-- TEXTO FORNECIDO --
::::

Tudo há um risco, mas o risco de usar água natural é suficientemente baixo para que a usemos. E pode ser minimizado ao máximo se conseguirmos uma rede de malha 100 µm e filtrarmos a água do mar com esta tela. É o que fazem as fazendas de Tridacnas para usar água do mar. Simples assim.

Bom, quem usa e prefere usar sal sintético tenha em mente que estes sais não tem todos os componentes iguais a água natural. Eu há tempos recomendo, mesmo para os aquaristas do interior que não tem acesso a água natural, que seja utilizada a água natural para uma "troca de equilíbrio" duas vezes ao ano pelo menos, de uns 50% do volume, na tentativa de minimizar desequilíbrios que o sal pode trazer.

Estudos recentes divulgados na reefkeeping demonstraram que muitas marcas de sal sintético tem muito metal pesado, que pode se acumular. Eu até poderia (como disse no começo) entrar neste mérito de debater os gráficos sobre sais, mas acho que não é para tanto. O importante é que todos saibam que é importante re-balancear o aquário duas vezes ao ano com água natural.

Para ser mais objetivo na minha opinião. Vou seguir os mitos colocado pelo João Magno e tentar debater um a um.

::::

-- MATERIAL FORNECIDO --

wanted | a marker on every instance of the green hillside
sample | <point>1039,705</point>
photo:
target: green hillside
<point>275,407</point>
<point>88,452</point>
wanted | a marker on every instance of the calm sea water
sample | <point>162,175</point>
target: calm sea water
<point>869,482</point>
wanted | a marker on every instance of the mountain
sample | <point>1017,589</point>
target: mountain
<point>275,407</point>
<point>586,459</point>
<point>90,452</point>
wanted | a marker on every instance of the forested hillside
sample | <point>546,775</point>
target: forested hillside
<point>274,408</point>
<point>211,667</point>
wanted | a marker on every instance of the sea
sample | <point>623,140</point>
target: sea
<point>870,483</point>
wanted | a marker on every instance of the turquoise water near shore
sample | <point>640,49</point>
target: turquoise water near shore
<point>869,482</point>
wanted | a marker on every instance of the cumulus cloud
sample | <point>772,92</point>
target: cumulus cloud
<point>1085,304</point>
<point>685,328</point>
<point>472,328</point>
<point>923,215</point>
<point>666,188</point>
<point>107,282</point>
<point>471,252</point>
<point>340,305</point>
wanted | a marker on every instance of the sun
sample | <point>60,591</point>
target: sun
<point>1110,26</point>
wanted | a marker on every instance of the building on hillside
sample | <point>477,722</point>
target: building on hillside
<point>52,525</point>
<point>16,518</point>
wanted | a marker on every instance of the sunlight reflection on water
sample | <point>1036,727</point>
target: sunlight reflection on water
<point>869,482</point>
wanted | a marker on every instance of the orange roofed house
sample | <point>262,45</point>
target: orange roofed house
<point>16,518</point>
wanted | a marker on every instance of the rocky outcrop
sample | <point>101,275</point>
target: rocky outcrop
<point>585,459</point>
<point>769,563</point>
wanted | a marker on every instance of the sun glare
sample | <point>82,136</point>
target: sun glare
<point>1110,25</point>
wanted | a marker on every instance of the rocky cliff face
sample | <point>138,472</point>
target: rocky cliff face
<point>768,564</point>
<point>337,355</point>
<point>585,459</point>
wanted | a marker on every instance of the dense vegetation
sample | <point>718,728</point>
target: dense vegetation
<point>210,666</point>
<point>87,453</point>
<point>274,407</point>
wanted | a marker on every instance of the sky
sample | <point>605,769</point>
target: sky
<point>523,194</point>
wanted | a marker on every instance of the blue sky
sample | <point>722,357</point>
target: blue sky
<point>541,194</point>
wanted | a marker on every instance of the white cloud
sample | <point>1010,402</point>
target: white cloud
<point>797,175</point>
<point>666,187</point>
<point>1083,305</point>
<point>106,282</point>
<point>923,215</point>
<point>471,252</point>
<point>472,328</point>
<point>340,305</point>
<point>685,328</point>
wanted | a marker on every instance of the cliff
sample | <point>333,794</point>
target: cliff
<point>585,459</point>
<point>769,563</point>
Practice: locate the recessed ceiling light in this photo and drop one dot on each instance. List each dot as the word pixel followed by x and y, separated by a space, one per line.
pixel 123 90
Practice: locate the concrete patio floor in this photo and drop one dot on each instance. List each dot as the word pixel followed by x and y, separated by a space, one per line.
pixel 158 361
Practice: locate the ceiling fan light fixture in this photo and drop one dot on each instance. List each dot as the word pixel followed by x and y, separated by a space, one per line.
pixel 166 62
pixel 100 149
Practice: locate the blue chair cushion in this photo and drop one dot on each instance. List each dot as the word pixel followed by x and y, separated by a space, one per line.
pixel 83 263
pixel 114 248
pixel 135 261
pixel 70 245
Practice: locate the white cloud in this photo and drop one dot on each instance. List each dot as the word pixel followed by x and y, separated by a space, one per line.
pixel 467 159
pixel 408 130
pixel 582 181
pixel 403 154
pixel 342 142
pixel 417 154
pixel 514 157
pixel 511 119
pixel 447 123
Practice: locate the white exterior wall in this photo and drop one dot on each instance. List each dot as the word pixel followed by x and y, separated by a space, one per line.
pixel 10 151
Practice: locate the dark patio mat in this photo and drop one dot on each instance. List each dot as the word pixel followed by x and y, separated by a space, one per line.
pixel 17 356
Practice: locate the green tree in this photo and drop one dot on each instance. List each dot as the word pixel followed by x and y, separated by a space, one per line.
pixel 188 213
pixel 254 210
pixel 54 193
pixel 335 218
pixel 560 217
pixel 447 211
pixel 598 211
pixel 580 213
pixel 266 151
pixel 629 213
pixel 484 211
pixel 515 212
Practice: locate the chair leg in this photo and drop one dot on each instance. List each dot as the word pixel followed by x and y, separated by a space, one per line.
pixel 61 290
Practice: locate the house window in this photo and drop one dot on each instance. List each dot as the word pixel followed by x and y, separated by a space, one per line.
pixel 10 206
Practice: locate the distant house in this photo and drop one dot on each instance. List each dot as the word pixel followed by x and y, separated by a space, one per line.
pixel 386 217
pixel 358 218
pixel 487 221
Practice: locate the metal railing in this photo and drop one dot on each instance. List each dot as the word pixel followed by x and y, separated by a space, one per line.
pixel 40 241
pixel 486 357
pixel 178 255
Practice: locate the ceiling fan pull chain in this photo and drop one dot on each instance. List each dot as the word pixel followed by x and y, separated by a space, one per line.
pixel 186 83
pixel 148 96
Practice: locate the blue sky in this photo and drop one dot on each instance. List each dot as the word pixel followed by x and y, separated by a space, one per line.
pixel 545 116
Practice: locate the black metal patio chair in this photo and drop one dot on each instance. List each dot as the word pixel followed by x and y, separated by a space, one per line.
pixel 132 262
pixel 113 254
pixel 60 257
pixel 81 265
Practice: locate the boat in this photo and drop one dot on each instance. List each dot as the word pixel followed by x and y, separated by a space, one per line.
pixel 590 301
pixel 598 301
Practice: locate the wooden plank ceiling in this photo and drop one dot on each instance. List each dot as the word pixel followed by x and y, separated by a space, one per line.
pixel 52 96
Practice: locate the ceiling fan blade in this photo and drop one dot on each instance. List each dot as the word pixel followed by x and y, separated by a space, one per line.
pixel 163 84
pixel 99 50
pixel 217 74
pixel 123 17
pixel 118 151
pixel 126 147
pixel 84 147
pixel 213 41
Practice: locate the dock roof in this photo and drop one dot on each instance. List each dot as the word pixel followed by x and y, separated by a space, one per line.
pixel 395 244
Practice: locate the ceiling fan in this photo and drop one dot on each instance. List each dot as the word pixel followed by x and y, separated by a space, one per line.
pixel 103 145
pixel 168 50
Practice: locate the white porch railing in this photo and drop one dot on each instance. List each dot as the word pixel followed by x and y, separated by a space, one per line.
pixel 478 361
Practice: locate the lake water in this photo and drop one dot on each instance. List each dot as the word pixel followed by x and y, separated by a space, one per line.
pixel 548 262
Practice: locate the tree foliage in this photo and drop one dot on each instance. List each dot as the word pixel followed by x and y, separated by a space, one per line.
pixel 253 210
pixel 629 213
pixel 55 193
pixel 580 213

::::

-- TAREFA 1 --
Redigite sem alterações o trecho do texto sobre água natural em aquários que vai de "Tudo há um risco, mas" até "sal pode trazer.".
-- TAREFA 2 --
Continue o texto sobre água natural em aquários a partir da última frase apresentada.

-- RESPOSTA ESPERADA 1 --
Tudo há um risco, mas o risco de usar água natural é suficientemente baixo para que a usemos. E pode ser minimizado ao máximo se conseguirmos uma rede de malha 100 µm e filtrarmos a água do mar com esta tela. É o que fazem as fazendas de Tridacnas para usar água do mar. Simples assim.

Bom, quem usa e prefere usar sal sintético tenha em mente que estes sais não tem todos os componentes iguais a água natural. Eu há tempos recomendo, mesmo para os aquaristas do interior que não tem acesso a água natural, que seja utilizada a água natural para uma "troca de equilíbrio" duas vezes ao ano pelo menos, de uns 50% do volume, na tentativa de minimizar desequilíbrios que o sal pode trazer.

-- RESPOSTA ESPERADA 2 --
> - A agua natural "estraga-se" mais rapidamente que a agua sintetica. Os micro-organismos nela existentes morrem mais rapidamente. A sua utilização implica maior numero de TPA's comparativamente com a agua sintetica.


É fato que a água natural traz microorganismos, 99,9999% benéficos e um dos motivos para acelerarmos seu uso, evitando que morram. A morte da totalidade destes organismos não prejudica a qualidade da água, e já fiz esta experiência com água rica em microorganismos sem problemas de aumento do nitrato. Podem testar vcs mesmos e os testes não científicos (convencionais) não serão capazes de detectar diferenças na qualidade. Portanto, apesar de ser fato que há mais microorganismos, a idéia de que ela estraga-se é um MITO.




> - Existe o risco da agua natural trazer organismos indesejaveis para o nosso aquario.


Fato que existe. Só que o risco é muito pequeno, particularmente com a água do litoral Portugês, de condições de temperatura muito diferentes das regiões tropicais e recifais. Portanto, o risco de adicionar um organismo indesejável que venha junto com o coral ou com a água do peixe é tão maior que este risco pode ser absolutamente descartado, já que corremos riscos muito maiores quando colocamos um coral novo no aquário. É um Fato porém insignificante.




> - Quer as capacidades de reserva alcalina quer de calcio são bastante inferiores, pode perder as qualidade de tampão em 24h .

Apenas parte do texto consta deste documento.